§ Exercise 1:
According to the SARS-CoV-2 compounds excerpt, how many different compounds were tested in the selected studies against SARS-CoV-2 targets?
§ Exercise 2:
Return the portion of the SARS-CoV-2 compounds excerpt starting with "The research found" and going on through "compounds (Table 1).", copied word for word.

§ Supplied text:

-- Opening Marker --

Source: Research data, 2021.

The research found studies of interest with 14 plants from RENISUS list, two of them (A. vera and G. max) are available for free as herbal medicines in the Brazilian Health System (SUS) [13]. As the search for new treatments is urgent, the evaluation focuses on compounds and not plants or their extracts. Through this, the search selected studies with results against SARS-CoV-2 targets with 34 different compounds (Table 1).

The compounds with the highest concentration of studies are soy isoflavones (genistein, daidzein and equol) [20–29], curcumin [30–35] and diallyl disulfide [36–38]. Among the 31 SARS-CoV-2 targets analyzed (Figure 2

Figure 2.

Main activities of compounds against SARS-CoV-2 targets

), studies were found for ACE activity [39–43], reverted serum albumin levels [24,34,44–50], decreased of the plasma levels of CRP [21–23,25,32,33,36,51–55], transferrin saturation [31,38,56], T cells regulation [25–29,35,37,57–65], haptoglobin levels decreased [30], APO A-I concentrations decreased [20,66]. Compounds of interest reversed these activities, but in contexts unrelated to SARS-CoV-2, except for two studies. One suggests the inhibitory effect of the compounds Allyl disulfide and Allyl trisulfide in amino acids of the ACE2 protein and the main protease PDB6LU7 of SARS-CoV-2 [40]. The other suggests a strong bind of two compounds of C. longa (C1 and C2) to the catalytic core of the Mpro protein (one of the main proteases of the SARS-CoV-2) [67]. In view of these results, Figure 3 presents a scheme that summarizes these results with the aim to better understand the action of compounds against SARS-CoV-2.

-- Closing Marker --

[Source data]
-- Opening Marker --

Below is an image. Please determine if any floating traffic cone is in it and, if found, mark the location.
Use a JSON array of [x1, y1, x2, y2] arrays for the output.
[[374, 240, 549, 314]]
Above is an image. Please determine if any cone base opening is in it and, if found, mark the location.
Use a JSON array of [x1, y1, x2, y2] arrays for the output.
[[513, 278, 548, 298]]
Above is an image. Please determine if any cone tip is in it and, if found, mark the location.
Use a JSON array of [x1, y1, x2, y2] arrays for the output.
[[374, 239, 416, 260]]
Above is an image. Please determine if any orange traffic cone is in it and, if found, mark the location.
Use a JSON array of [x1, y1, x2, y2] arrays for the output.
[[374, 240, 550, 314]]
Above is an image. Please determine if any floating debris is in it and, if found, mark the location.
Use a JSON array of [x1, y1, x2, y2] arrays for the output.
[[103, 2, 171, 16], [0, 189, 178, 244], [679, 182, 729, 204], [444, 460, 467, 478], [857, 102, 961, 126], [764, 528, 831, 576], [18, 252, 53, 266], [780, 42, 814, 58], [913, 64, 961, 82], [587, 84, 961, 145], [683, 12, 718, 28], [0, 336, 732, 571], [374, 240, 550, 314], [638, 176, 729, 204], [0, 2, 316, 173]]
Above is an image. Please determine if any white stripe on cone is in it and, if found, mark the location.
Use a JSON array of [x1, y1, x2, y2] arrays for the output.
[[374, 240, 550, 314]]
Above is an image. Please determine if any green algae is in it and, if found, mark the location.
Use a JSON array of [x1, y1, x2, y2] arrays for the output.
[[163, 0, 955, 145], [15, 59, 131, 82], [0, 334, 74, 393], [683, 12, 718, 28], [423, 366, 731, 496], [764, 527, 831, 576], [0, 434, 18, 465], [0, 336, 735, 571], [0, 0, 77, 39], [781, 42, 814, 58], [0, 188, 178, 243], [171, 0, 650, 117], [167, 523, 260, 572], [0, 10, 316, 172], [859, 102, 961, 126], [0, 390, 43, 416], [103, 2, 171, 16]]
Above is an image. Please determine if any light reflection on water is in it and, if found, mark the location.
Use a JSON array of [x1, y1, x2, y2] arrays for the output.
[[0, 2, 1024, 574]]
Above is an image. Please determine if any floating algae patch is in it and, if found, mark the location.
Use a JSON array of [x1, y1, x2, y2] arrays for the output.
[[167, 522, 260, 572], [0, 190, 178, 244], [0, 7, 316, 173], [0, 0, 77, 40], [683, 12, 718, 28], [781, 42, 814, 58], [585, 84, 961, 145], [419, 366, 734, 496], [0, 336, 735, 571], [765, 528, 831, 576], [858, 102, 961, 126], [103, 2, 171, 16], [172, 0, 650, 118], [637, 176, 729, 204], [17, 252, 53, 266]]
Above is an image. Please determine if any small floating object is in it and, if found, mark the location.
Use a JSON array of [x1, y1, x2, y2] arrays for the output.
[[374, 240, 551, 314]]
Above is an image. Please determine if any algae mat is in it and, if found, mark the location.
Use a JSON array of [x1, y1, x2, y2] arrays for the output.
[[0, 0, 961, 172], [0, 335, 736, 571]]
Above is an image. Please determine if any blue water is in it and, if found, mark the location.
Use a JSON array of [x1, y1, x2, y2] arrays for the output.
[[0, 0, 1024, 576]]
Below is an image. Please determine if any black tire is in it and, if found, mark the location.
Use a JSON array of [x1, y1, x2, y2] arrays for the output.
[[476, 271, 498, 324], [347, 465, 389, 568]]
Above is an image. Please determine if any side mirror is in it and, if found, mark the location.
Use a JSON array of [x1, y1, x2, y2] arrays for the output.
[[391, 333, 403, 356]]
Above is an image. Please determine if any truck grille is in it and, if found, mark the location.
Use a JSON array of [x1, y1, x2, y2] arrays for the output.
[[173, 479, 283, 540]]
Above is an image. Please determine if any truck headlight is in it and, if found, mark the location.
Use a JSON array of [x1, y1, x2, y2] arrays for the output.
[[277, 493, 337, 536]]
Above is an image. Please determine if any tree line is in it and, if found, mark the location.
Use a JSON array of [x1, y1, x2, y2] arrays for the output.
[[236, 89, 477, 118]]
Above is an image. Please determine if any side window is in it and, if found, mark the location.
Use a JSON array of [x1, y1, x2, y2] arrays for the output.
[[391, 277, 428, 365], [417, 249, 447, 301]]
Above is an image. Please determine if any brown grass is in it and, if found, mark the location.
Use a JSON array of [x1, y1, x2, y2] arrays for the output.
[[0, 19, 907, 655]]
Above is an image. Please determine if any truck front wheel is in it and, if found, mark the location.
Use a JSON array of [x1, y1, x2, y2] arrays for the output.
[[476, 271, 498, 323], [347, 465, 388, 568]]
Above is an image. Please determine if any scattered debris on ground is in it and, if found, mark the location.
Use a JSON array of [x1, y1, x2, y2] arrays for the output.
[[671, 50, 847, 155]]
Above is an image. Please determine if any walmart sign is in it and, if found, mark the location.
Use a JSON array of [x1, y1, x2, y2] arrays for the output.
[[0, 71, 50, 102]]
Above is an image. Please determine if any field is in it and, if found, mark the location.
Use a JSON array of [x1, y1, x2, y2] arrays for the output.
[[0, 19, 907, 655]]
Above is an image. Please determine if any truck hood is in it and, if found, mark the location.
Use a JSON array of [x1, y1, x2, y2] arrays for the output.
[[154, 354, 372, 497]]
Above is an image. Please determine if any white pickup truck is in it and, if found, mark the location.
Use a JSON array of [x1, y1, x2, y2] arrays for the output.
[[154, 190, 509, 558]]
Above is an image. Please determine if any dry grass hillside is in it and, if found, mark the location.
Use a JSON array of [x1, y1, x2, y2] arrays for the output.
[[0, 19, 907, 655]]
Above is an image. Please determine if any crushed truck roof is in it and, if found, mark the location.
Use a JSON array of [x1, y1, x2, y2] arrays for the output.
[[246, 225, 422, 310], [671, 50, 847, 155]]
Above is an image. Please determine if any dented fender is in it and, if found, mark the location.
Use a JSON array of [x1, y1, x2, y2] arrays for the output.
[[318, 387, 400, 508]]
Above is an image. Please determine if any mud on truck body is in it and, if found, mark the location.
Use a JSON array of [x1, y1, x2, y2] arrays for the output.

-- Closing Marker --

§ Problem solution 1:
34 different compounds.

§ Problem solution 2:
The research found studies of interest with 14 plants from RENISUS list, two of them (A. vera and G. max) are available for free as herbal medicines in the Brazilian Health System (SUS) [13]. As the search for new treatments is urgent, the evaluation focuses on compounds and not plants or their extracts. Through this, the search selected studies with results against SARS-CoV-2 targets with 34 different compounds (Table 1).